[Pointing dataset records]
★ ★ ★

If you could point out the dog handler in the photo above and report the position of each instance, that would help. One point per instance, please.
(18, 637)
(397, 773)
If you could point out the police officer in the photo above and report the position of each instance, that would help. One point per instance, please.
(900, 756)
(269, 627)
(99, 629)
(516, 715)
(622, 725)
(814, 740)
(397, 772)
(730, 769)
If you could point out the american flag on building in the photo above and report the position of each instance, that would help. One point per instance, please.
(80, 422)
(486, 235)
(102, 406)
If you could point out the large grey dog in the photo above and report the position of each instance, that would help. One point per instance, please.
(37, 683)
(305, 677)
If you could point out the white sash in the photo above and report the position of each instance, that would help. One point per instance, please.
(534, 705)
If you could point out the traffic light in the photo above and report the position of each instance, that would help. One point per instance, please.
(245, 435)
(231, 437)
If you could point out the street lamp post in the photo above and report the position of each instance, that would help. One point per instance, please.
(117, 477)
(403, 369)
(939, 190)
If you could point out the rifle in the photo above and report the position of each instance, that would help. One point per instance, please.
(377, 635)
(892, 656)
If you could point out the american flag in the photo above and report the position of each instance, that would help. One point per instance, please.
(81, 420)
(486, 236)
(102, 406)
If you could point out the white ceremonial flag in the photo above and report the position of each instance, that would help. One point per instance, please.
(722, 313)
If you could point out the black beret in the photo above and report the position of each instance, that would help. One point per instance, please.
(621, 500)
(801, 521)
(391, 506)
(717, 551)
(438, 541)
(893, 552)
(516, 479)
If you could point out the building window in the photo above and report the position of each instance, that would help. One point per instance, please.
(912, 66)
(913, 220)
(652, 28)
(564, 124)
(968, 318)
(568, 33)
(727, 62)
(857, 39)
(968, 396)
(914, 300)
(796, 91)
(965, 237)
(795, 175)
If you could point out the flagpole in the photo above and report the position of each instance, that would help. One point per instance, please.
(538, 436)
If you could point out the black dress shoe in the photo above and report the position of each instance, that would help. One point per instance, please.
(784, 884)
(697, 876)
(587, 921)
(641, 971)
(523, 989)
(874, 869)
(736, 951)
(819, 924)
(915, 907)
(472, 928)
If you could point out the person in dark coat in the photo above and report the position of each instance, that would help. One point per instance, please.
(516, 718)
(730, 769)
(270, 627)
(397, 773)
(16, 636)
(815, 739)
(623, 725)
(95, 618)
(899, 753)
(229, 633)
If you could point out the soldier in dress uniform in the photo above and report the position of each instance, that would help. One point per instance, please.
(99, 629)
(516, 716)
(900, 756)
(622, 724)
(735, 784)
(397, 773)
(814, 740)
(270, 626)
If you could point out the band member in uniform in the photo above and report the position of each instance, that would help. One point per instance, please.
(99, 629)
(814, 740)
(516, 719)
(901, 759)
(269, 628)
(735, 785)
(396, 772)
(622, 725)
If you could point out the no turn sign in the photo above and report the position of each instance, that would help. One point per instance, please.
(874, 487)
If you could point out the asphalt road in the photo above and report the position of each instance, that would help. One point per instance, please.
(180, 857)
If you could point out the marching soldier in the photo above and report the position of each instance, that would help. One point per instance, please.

★ ★ ★

▸ **Given instruction**
Extract the entries above verbatim.

▸ **Answer for this exercise**
If you could point out the dog handler in the photo above and report the position of each instance, that would help. One point per instance, please.
(18, 637)
(397, 773)
If you could point out the police officer in the photo above and report the position of each instance, that would help. One point per instance, please.
(900, 756)
(269, 627)
(99, 629)
(516, 715)
(622, 725)
(814, 740)
(397, 772)
(730, 769)
If you could point out the american flag on building in the photo above and report the position of each instance, that would help. One point per instance, please.
(80, 422)
(486, 235)
(102, 406)
If you could point out the large grey dog in the photo above and report the position of each instance, that would help. One point per instance, please.
(37, 683)
(305, 677)
If you could point out the white sash in the photo above and report the position of each instance, that would help. One point per instance, please.
(534, 705)
If you could point out the traffic light in the photo above and report the position of each instance, that would help. One point per instance, please.
(245, 435)
(231, 437)
If you could point out the street lamp post in the photo above and report the position of each instance, that would help. One point per instance, please.
(117, 477)
(403, 369)
(939, 190)
If you could point out the rifle in the photo above and report the position of each instance, that would help. One point per instance, please.
(377, 635)
(892, 656)
If you could point out the american flag in the photo above and report the position of each instance, that would help. One point per instance, please.
(81, 420)
(486, 236)
(102, 406)
If you could point out the white ceremonial flag in the photo above and report the position of each instance, that would help. One point per instance, please.
(722, 313)
If you could point out the black beret in the photo above and report the position of each instance, that would help. One point per instance, please.
(621, 500)
(801, 521)
(391, 506)
(717, 551)
(438, 541)
(893, 552)
(516, 479)
If you could point out the building window in the photo above and report the position of each instance, that would help. One point per instance, please.
(912, 66)
(913, 220)
(652, 28)
(564, 124)
(968, 318)
(568, 33)
(727, 62)
(857, 39)
(968, 396)
(914, 300)
(796, 91)
(965, 237)
(795, 175)
If you could point out the flagpole in the photo above and report the position of each instance, that would help. One point per instance, please.
(538, 436)
If you could point out the black dress shoe in the photo above and report the position of each instance, that would help. One point per instance, please.
(784, 884)
(697, 876)
(587, 921)
(641, 971)
(523, 989)
(874, 869)
(736, 951)
(819, 924)
(915, 907)
(472, 928)
If you could point out the person in dark coat in the photo above and report the position of each instance, that would help. One point per instance, please.
(516, 718)
(730, 769)
(270, 627)
(397, 773)
(16, 636)
(815, 739)
(623, 725)
(95, 618)
(899, 753)
(229, 633)
If you could point out the soldier in dress uniform in the photo above and report the position of each instance, that would help. One point per instance, please.
(99, 629)
(516, 716)
(900, 756)
(622, 724)
(735, 784)
(397, 773)
(814, 740)
(270, 626)
If you could point out the band member in uniform in the photo above and report the position of each instance, that would help. One point per instance, please.
(99, 629)
(814, 740)
(516, 719)
(901, 759)
(269, 628)
(735, 785)
(396, 772)
(622, 725)
If you could point out the no turn sign in the photo above and report the position of each instance, that would help. One point per instance, please.
(874, 487)
If you could point out the asphalt road in the photo above and report the position of each instance, that would help. One point per instance, please.
(180, 857)
If you could point out the marching soldier in the photo above and report the position of each instance, that would help. One point per instance, please.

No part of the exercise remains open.